### EXERCISE
Could you reproduce the items between the lines holding "Q: For every instance of the shirt sleeve" and "[(355, 97)]", inclusive, leaving the requests as they are but raising every coordinate in the answers by 24?

[Begin]

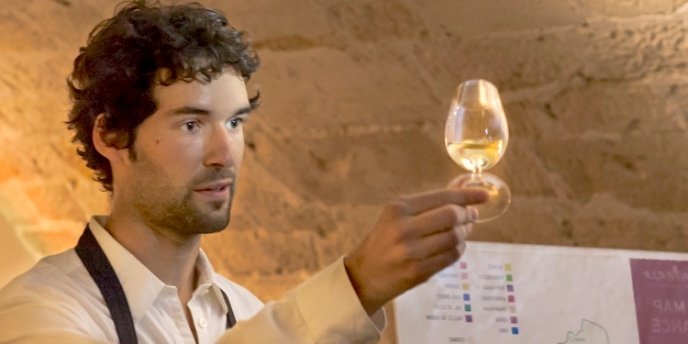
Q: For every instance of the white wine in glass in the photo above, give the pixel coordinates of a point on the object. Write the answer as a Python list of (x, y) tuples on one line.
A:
[(476, 136)]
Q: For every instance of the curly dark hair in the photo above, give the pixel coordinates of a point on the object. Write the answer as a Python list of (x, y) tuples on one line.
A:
[(116, 71)]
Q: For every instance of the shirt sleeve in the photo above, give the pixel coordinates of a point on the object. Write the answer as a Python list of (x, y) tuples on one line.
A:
[(324, 309), (18, 322)]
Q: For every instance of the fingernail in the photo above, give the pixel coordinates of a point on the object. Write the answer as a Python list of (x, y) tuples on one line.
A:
[(472, 214)]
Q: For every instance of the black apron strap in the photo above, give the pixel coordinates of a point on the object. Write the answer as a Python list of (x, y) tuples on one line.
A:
[(100, 269), (103, 274), (231, 320)]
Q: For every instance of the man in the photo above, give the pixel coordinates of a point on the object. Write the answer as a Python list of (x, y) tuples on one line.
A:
[(159, 104)]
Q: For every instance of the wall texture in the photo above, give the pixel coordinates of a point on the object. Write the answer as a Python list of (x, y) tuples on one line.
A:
[(355, 97)]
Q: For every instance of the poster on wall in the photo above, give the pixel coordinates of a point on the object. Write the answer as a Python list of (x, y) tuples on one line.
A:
[(504, 293)]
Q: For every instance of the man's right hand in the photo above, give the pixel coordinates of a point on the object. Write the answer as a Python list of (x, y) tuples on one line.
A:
[(415, 237)]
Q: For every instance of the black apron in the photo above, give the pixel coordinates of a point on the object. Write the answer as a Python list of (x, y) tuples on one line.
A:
[(98, 266)]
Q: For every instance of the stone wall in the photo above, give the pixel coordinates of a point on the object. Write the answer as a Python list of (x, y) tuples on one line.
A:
[(355, 98)]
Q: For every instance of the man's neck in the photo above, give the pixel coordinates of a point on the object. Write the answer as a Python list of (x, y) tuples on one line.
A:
[(169, 257)]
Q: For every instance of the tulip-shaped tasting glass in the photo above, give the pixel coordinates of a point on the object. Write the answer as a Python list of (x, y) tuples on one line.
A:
[(476, 136)]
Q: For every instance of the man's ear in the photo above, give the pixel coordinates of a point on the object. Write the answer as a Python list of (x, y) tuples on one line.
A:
[(109, 143)]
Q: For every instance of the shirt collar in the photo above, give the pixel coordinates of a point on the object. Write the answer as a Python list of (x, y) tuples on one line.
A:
[(140, 285)]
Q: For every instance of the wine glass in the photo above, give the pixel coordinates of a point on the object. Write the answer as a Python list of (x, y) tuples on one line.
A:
[(476, 136)]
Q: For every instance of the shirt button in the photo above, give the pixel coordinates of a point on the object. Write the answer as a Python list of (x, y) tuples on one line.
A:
[(202, 323)]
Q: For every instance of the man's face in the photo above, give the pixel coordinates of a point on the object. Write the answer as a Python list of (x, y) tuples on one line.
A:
[(186, 156)]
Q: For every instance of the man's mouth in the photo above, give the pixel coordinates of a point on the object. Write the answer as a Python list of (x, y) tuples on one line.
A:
[(216, 190)]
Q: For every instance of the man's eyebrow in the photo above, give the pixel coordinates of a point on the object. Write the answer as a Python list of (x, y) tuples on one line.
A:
[(193, 110)]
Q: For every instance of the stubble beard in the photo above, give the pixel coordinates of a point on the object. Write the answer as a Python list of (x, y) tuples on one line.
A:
[(183, 217)]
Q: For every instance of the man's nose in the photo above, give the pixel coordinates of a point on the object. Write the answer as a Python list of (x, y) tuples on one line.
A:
[(219, 147)]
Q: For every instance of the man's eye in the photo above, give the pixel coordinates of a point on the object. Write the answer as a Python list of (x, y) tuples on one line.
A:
[(191, 126), (235, 122)]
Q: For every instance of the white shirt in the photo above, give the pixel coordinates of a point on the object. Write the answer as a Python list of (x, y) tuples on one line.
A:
[(58, 302)]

[End]

### RESPONSE
Q: For every instance of the shirt sleeve in the photo above, give the pixel coordinates of a point on the object. Write the answer as a Python list of (x, y) tuples on one line.
A:
[(348, 333), (42, 346)]
Q: For every instance of the fingernail in the photo above, give the pixel coordinates of a point on the object. Write the answer as a Python list of (x, y) tuples on one line.
A:
[(496, 238)]
Q: For every instance of the black apron strap in the photo above, give the pixel coordinates of a point on the object. Write the answer as a Python list of (x, y) tuples on one line.
A:
[(124, 293), (127, 298), (255, 344)]
Q: For every instance of the man in the photo above, give the pixel coordinates of a point on the object. Write the answer as a Python list of (x, y) tuples on one line.
A:
[(183, 128)]
Q: For every instance of the wall texture in the photo above, give the pixel coordinates of a point on the object. Write the answer as a Python list of (x, y) tuples on one line.
A:
[(379, 121)]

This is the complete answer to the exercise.